Schreibe aus dem folgenden Text über Nordkorea bei den Asienspielen die Stelle von „Nordkorea bei den“ bis einschließlich „allem zu Propagandazwecken.“ wortgetreu ab.

- _Vorliegender Text_:
***

Nordkorea bei den Asienspielen: Die Muskelmänner von Kim Jong Un

Das Verhältnis der beiden koreanischen Staaten ist weiter angespannt. Bei den Asienspielen nutzt Nordkorea den Auftritt in Südkorea deshalb vor allem zu Propagandazwecken.

Bis zuletzt hatte mancher Südkoreaner auf ein Wiedersehen mit Nordkoreas „Armee der Schönheiten“ gehofft. Dabei handelt es sich um rund 350 junge, vom nordkoreanischen Regime handverlesene Damen, die zu Anfeuerungszwecken zu den Asienspielen nach Südkorea reisen sollten. Wie 2002, 2003 und 2005 auch. Doch Verhandlungen über die exakten Modalitäten zwischen beiden Ländern scheiterten schon im Juli, die nordkoreanische Delegation verließ wütend den Saal, weil sich der Süden im Gegensatz zu früher weigerte, die Kosten für die Gesandtschaft zu übernehmen. Trotzdem blieben die jungen Damen in der nordkoreanischen Hauptstadt Pjöngjang zusammen. Und als auch noch Nordkoreas Diktator Kim Jong Un – dessen Frau Ri Sol Ju übrigens 2005 auch der „Armee der Schönheiten“ angehört hatte – das für die Überfahrt vorgesehene Kreuzfahrtschiff Mangyongbong mit neuer Farbe versehen ließ, schöpfte mancher neue Hoffnung: Kommen sie vielleicht doch noch? Doch nun berichtete ein Nordkoreaner der südkoreanischen Internetseite „Daily NK“: „Wir haben gehört, dass alle wieder nach Hause geschickt worden sind.“

Was das Verhältnis der beiden Koreas betrifft, stehen die 17. Asienspiele, die gegenwärtig bis zum 4. Oktober in Incheon stattfinden, unter keinem guten Stern. Nordkorea ist zwar mit rund 150 Athleten bei den asiatischen Bestenspielen vertreten, doch sonst wird das sportliche Treffen von allerlei Feindseligkeiten überschattet. So hängten die Organisatoren alle Nationalflaggen außerhalb des Stadions ab und ersetzten sie mit der Flagge der Asienspiele, weil sie Übergriffe von konservativen südkoreanischen Gruppen auf die nordkoreanische Flagge fürchteten. Aus dem gleichen Grund verboten sie den Zuschauern, die nordkoreanische Flagge ins Stadion mitzuführen.

***

- _Vorliegende Daten_:
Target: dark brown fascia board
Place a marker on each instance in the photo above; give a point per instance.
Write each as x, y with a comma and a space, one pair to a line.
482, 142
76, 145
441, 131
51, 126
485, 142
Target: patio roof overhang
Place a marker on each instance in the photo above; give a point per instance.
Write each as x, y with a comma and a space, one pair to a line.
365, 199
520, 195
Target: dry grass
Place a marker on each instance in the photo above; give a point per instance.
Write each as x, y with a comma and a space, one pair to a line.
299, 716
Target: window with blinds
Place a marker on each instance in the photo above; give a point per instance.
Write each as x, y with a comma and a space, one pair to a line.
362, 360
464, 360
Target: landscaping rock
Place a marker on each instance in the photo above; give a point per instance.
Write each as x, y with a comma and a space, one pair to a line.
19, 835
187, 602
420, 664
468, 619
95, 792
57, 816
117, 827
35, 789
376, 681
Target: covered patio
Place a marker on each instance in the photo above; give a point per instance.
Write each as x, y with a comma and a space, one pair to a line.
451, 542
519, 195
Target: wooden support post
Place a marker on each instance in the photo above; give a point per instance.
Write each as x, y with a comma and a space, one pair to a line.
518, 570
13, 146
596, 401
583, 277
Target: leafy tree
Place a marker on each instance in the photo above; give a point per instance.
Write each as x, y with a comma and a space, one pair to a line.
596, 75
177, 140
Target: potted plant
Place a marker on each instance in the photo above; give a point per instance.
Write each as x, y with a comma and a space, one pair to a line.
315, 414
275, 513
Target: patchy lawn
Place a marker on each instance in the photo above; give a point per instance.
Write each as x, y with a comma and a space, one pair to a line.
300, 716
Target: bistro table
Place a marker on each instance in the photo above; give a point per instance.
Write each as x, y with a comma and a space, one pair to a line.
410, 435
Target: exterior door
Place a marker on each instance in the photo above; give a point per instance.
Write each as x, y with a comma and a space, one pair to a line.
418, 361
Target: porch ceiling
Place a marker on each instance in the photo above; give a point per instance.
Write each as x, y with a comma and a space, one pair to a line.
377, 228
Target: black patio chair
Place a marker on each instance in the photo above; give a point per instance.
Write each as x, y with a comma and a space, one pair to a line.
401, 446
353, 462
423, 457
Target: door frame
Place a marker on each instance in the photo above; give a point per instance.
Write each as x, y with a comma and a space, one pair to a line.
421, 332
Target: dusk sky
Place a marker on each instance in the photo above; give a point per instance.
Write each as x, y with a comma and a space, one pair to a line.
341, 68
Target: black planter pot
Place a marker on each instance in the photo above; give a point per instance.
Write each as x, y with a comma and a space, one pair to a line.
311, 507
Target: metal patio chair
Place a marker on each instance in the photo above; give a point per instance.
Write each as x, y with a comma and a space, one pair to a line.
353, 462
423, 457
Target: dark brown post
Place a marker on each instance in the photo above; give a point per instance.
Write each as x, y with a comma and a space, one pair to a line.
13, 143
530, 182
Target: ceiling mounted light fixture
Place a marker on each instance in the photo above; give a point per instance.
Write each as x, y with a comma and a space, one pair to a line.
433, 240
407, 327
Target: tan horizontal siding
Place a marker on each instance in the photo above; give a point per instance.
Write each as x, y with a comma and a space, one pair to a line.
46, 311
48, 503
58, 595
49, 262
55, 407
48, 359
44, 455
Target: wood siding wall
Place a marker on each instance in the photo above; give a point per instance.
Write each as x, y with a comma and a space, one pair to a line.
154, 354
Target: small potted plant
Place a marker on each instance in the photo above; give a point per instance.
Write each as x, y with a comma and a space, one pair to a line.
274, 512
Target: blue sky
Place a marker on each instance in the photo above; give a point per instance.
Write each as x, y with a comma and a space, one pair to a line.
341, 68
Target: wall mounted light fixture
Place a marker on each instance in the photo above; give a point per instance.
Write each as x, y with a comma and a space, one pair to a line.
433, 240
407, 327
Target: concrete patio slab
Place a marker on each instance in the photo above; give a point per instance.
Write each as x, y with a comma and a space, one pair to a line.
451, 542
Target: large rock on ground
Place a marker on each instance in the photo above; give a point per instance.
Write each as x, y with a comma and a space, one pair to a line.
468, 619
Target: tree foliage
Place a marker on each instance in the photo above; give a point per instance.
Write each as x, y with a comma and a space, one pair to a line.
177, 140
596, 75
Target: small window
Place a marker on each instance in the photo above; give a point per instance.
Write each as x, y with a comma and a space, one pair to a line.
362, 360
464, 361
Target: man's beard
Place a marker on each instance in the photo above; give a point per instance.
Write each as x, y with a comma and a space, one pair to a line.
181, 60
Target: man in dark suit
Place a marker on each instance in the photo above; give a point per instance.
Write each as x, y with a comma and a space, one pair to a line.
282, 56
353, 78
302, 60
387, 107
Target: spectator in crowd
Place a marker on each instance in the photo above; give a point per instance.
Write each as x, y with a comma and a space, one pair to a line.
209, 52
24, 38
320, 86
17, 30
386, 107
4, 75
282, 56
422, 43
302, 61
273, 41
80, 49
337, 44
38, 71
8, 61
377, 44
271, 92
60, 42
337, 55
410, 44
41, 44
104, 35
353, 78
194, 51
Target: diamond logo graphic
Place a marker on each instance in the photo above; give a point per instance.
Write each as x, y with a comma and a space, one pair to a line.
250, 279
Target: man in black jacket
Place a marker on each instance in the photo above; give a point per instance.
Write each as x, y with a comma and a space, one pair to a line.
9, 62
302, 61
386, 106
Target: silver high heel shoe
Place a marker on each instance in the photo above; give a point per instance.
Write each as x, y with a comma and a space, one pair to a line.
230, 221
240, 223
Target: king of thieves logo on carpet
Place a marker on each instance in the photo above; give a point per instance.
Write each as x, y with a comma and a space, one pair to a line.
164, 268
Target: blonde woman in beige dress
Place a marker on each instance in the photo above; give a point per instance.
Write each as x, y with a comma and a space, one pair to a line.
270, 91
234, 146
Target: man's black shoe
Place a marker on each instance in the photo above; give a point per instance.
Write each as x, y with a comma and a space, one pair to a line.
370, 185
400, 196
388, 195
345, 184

***

- _Ergebnis der Aufgabe_:
Nordkorea bei den Asienspielen: Die Muskelmänner von Kim Jong Un

Das Verhältnis der beiden koreanischen Staaten ist weiter angespannt. Bei den Asienspielen nutzt Nordkorea den Auftritt in Südkorea deshalb vor allem zu Propagandazwecken.